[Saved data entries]
* * *
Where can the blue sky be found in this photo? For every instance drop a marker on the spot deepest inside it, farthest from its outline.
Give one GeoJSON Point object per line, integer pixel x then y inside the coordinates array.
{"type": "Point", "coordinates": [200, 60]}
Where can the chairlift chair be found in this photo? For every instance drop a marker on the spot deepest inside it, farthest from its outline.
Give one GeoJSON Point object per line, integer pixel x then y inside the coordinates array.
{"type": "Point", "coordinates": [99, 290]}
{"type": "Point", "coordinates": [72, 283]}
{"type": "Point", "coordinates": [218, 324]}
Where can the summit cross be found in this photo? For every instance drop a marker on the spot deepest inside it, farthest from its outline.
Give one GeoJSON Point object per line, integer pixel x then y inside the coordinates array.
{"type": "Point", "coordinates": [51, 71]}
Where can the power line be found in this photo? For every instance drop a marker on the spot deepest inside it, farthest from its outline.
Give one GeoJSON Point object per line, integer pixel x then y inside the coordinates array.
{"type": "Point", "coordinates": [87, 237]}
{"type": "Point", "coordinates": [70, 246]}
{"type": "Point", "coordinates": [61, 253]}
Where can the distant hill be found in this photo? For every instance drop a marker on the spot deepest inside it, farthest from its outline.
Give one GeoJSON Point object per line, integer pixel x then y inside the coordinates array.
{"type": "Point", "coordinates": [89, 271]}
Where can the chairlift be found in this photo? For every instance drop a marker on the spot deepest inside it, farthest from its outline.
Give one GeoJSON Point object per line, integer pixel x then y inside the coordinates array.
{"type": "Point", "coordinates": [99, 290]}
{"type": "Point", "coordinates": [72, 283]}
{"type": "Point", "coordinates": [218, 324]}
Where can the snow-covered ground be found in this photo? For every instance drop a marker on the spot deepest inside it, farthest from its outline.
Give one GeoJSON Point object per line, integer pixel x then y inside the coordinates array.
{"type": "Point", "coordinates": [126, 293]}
* * *
§ **TASK STATEMENT**
Please print verbatim each line from the first line of the entries above to the line that contains "Where can the chairlift chair", inclusive, and nothing more.

§ **ANSWER TO THIS PROBLEM**
Where can the blue sky be found in this photo? For every instance drop a marker on the spot deepest inside it, farthest from its outline.
Give one GeoJSON Point object per line, integer pixel x then y inside the coordinates array.
{"type": "Point", "coordinates": [200, 60]}
Where can the chairlift chair be found in this photo? For every instance drop a marker on the spot deepest inside it, farthest from its outline.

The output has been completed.